— Start PAGE EXCERPT —
In this work, we considered two different GFMs based on their representativeness of the existing SSL families \citep{balestriero2023cookbookselfsupervisedlearning}, model complexity (see Tab.~\ref{tab:params}) and promising previous results shown by \citet{Marsocci2024pangea}, and a state-of-the-art model on the relevant downstream task acting as a fully-supervised specialized network:

\begin{itemize}
    \item CROMA \citep{Fuller2023}: A GFM pre-trained via masked auto-encoding and contrastive learning on 3M patches of multispectral Sentinel-2 data.
    \item SSL4eo-DINO \citep{Blumenstiel2025}: A GFM pre-trained with self-supervised learning on 3M patches of EO imagery using DINO, a self-supervised method based on auto-distilled representations.
    \item U-TAE \citep{Garnot2021}: A supervised baseline with temporal attention, trained from scratch on each data regime.
\end{itemize}

\begin{table}[htbp]
\caption{Model sizes in terms of Trainable Parameters for two configurations: frozen encoder and whole network.}
\centering
\begin{center}
\begin{tabular}{| l | c | c |}
\hline
 \multirow{2}{*}{Model}                & \multicolumn{2}{c|}{\# of Trainable Parameters (M)} \\
 \cline{2-3}
                      & Only Decoder      & Whole network \\ \hline
 CROMA                & 46.95      & 350.0 \\ 
 DINO                 & 30.89      & 53.5 \\ 
 U-TAE                 & -          & 1.1 \\ \hline
 
\end{tabular}
\end{center}
\label{tab:params}
\end{table}


In order to compare the models fairly and adapt them to SITS, we conducted the experiments for both pretrained models using the same decoder architecture, which is an UPerNet \citep{XiaoUperNet2018}, and performing temporal aggregation using a Time-Attention Encoding module to aggregate w.r.t time, following the same methodology adopted by \citet{Marsocci2024pangea}.
— End PAGE EXCERPT —
— Start SUPPLIED INFORMATION —
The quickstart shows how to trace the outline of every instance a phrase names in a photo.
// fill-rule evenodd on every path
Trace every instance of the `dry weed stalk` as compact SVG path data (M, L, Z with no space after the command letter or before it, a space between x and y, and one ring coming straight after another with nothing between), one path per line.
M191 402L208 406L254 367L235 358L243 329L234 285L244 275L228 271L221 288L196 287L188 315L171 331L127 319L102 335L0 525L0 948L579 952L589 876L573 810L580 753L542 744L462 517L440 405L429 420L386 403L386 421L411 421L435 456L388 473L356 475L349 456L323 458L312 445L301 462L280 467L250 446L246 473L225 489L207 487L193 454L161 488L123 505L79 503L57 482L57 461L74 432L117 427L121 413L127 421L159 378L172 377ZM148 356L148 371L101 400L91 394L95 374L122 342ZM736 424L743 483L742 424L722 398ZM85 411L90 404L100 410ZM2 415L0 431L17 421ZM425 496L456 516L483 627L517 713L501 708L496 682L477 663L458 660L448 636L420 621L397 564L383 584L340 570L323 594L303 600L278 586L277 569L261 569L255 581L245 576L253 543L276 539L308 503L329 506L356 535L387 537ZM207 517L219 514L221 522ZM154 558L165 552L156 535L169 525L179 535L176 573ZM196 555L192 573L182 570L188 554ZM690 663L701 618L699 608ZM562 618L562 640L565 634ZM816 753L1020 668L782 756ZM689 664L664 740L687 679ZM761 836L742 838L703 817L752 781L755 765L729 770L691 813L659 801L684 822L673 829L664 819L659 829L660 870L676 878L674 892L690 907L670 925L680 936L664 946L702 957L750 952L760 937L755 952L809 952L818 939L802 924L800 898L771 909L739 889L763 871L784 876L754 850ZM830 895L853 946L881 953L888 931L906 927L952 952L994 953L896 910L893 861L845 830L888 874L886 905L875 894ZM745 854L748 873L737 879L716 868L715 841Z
— End SUPPLIED INFORMATION —
Rewrite the model-comparison text from "In this work, we" through "on auto-distilled representations.", substituting "tiles" for every "patches".

In this work, we considered two different GFMs based on their representativeness of the existing SSL families \citep{balestriero2023cookbookselfsupervisedlearning}, model complexity (see Tab.~\ref{tab:params}) and promising previous results shown by \citet{Marsocci2024pangea}, and a state-of-the-art model on the relevant downstream task acting as a fully-supervised specialized network:

\begin{itemize}
    \item CROMA \citep{Fuller2023}: A GFM pre-trained via masked auto-encoding and contrastive learning on 3M tiles of multispectral Sentinel-2 data.
    \item SSL4eo-DINO \citep{Blumenstiel2025}: A GFM pre-trained with self-supervised learning on 3M tiles of EO imagery using DINO, a self-supervised method based on auto-distilled representations.